## Input records
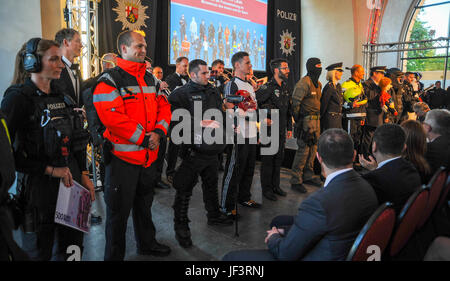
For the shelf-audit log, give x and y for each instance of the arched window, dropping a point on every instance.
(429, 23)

---

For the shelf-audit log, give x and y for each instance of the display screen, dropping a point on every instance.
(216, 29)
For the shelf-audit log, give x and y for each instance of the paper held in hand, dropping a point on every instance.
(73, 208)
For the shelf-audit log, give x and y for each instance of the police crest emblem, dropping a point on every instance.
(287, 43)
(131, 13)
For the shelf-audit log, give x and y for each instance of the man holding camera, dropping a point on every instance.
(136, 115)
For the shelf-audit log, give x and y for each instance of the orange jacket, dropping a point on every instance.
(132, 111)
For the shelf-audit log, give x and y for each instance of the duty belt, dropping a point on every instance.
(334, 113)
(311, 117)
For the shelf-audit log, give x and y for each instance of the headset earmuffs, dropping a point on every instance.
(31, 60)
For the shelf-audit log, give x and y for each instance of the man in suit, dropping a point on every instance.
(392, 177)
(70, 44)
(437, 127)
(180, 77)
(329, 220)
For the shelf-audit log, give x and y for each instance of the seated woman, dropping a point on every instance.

## Exercise requirements
Copy out the lines above, from the line containing "emblem, dropping a point on every instance." up to and including the line containing "woman, dropping a point on every instance.", keeping each request. Multiply every x and y coordinate in the answers by 0.35 and round each result to a whole number, with halves rounded up.

## Result of the exercise
For the shelf-audit log, give x and y for each instance of the police crest emblem, dropping a point on every instance.
(100, 15)
(46, 5)
For the shelf-audit log, give x and y for each instance of the man holding camera, dropping a point on every instance.
(48, 40)
For the shelf-audit log, give x and y for each instance of the orange jacket, dropping a point on every instance.
(46, 39)
For the shelf-audit log, give x and y for each instance of the duty belt, dropping a point on every instance.
(117, 40)
(109, 41)
For the shelf-audit log, give x and y for each instance of the headset earmuffs, dropping a point on every instance.
(11, 21)
For the shelf-audit log, give x and y for each instance of the man in suit, dropping a point on every instance.
(137, 62)
(25, 15)
(153, 44)
(63, 27)
(115, 77)
For the shelf-audit log, give x and y for each instance of the seated woman, dropping a point on every instance.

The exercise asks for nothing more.